** Start of Passage shown **

# From tabular data to binned data

## Loading tabular data

In this tutorial we will use a file created by a McStas simulation for a diamond sample, with Geant4 simulating the detectors.
The file looks as follows:

In [None]:
filename = '/home/simon/mantid/instruments/DREAM/data_dream_diamond.csv'

with open(filename) as f:
    header = f.readline()
    print(header, f.readline())

The header line defines columns names and (in some cases) units.
We extract them:

In [None]:
import re

pattern = re.compile(r'(\w+)(?:\s*\[(\w+)\])?')
name_to_unit = {m[1]: m[2] for m in pattern.finditer(header)}

We can now use [pandas.read_csv](https://pandas.pydata.org/docs/reference/api/pandas.read_csv.html) to load the table as a [pandas.Dataframe](https://pandas.pydata.org/docs/reference/api/pandas.DataFrame.html).
It is about 10 times faster than [numpy.loadtxt](https://numpy.org/doc/stable/reference/generated/numpy.loadtxt.html) and also slightly more convenient:

In [None]:
import pandas as pd

df = pd.read_csv(filename, sep='\t', header=0, names=name_to_unit)
df

`scipp.compat.from_pandas` can convert the `pandas.Dataframe` to a `scipp.Dataset`.
Only the units must be set manually:

In [None]:
import scipp as sc
ds = sc.compat.from_pandas(df)
for name, unit in name_to_unit.items():
    ds[name].unit = unit
ds

In [None]:
import pandas as pd

filename = '/home/simon/mantid/instruments/DREAM/data_dream_diamond.zip'
df = pd.read_csv(filename, sep='\t')
import scipp as sc
ds = sc.compat.from_pandas(df)
for key in list(ds.keys()):
    name, *remainder = key.split(' ')
    ds[name] = ds.pop(key)
    ds[name].unit = remainder[0][1:-1] if remainder else None
ds

This 1-D dataset represents the tabular data that was read from the file:

In [None]:
sc.table(ds[:10])

** End of Passage shown **

Jobs:
(a) Copy the tabular-data tutorial above, from "## Loading tabular" through "header = f.readline()".
(b) Answer these from the tabular-data tutorial above:
(i) What kind of sample did the McStas simulation use?
(ii) About how much faster than numpy.loadtxt is pandas.read_csv?
(iii) What must be set manually after converting the pandas.Dataframe to a scipp.Dataset?
(c) Translate this sentence from the tabular-data tutorial into Spanish: "In this tutorial we will use a file created by a McStas simulation for a diamond sample, with Geant4 simulating the detectors."

** Start of Record list **

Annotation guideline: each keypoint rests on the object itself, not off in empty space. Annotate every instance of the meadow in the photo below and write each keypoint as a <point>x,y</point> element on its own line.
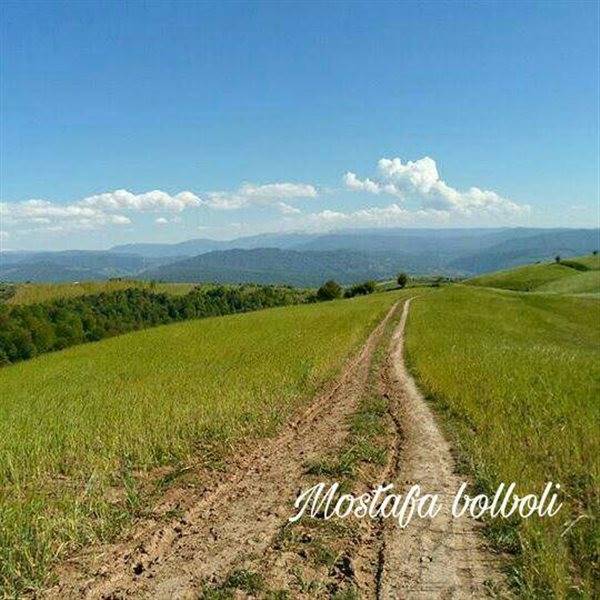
<point>575,275</point>
<point>31,293</point>
<point>516,380</point>
<point>80,428</point>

** End of Record list **

Solutions to the tasks:
(a)
## Loading tabular data

In this tutorial we will use a file created by a McStas simulation for a diamond sample, with Geant4 simulating the detectors.
The file looks as follows:

In [None]:
filename = '/home/simon/mantid/instruments/DREAM/data_dream_diamond.csv'

with open(filename) as f:
    header = f.readline()

(b)
(i) A diamond sample.
(ii) About 10 times faster.
(iii) The units.

(c) En este tutorial usaremos un archivo creado por una simulación de McStas para una muestra de diamante, con Geant4 simulando los detectores.